-- GIVEN RECORDS follows --

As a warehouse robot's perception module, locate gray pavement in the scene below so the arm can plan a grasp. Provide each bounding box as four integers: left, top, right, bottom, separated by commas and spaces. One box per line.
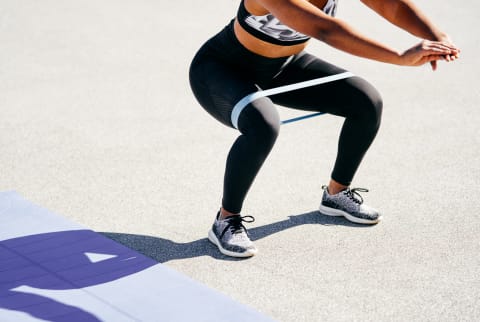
1, 0, 479, 321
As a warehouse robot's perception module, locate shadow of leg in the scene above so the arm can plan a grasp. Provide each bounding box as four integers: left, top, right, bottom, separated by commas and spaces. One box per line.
101, 210, 370, 262
0, 290, 102, 322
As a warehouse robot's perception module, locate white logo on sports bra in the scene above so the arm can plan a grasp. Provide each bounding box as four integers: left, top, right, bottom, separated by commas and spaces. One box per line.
323, 0, 338, 16
245, 14, 309, 41
244, 0, 338, 42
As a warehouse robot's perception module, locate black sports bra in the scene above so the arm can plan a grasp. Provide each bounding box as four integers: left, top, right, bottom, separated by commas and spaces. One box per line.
237, 0, 338, 46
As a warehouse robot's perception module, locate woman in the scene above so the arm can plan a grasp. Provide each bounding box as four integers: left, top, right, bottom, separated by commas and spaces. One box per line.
189, 0, 459, 258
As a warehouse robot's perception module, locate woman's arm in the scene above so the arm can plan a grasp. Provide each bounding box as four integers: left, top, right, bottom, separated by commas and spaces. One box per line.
361, 0, 446, 41
360, 0, 459, 69
255, 0, 458, 68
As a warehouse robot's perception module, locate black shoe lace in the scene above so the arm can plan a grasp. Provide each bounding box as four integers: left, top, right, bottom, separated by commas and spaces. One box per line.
344, 187, 369, 205
221, 215, 255, 238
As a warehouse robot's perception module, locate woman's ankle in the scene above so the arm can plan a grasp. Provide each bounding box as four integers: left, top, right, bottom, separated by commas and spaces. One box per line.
219, 207, 239, 220
328, 179, 349, 195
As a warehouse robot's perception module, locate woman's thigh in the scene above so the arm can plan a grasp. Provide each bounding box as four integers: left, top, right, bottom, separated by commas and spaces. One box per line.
269, 52, 382, 118
189, 54, 279, 131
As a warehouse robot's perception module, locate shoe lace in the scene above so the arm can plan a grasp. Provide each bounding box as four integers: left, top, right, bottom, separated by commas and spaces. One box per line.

-- GIVEN RECORDS concluded --

**WHAT IS REQUIRED**
The records above should be written out in full and unchanged, except that pictures are dropped.

**TASK RESULT**
As a warehouse robot's perception module, locate gray pavement in the scene below so the arm can plan a grasp. Provide each bounding box as four integers: left, top, right, bottom, separated by commas and spaces. One box per line.
1, 0, 479, 321
As a warehouse robot's perception module, locate shadow of leg in the scene above so the arm can plan a grasp. Provide each bounding box as four integers: left, top, right, bottom, separated by commas and spaces. One box per line.
101, 210, 370, 262
0, 290, 102, 322
As a warehouse robot's perception module, locate white logo on sports bra in the scene above so the arm can plan a grasp. Provide each bounding box as four integers: left, top, right, bottom, separated by commas and spaces. One box per line.
323, 0, 338, 16
245, 14, 309, 41
244, 0, 338, 42
As a warehouse robot's perception module, locate black sports bra in the scene above so the arm can plan a grasp. Provide each bounding box as four integers: left, top, right, bottom, separated by commas and spaces. One box per line.
237, 0, 338, 46
As a warehouse robot's perception module, locate woman in the scene above so the arm can plan a grasp. Provide each bounding box as four integers: left, top, right, bottom, separated by commas and spaces. One box per line.
189, 0, 459, 258
As a warehouse robot's perception module, locate woman's arm in the scene above so the arm can plan a grasp. Provide each bounding box as four integers: left, top, right, bottom, separated by commas and spaces. One box per line.
361, 0, 446, 41
360, 0, 459, 69
255, 0, 458, 68
As a warehouse robot's perception module, locate black shoe lace in the scene above so the arm can plan a grasp. Provide each bounding box as four integers: left, top, right, bottom, separated by commas and spaces. One box per line.
344, 187, 369, 205
221, 215, 255, 238
As a warehouse robot's perception module, locate woman's ankle in the scene above so the arm can plan a grasp. Provide each bounding box as four integers: left, top, right, bottom, separated by commas and spaces. One box per line.
219, 207, 239, 220
328, 179, 349, 195
As a warehouse robot's perception module, locate woman's thigh in the scene above so the arm can plan a grasp. Provide each bounding box as four integers: left, top, right, bottom, separated by commas and spaces. One box per line.
269, 52, 382, 118
189, 54, 279, 131
As a warehouse robot's perception module, locate shoe lace in the scene above so the arm can plan a grasp. Provide each bounding box as four integers: left, top, right, bottom, separated by commas and spaces. One box per line.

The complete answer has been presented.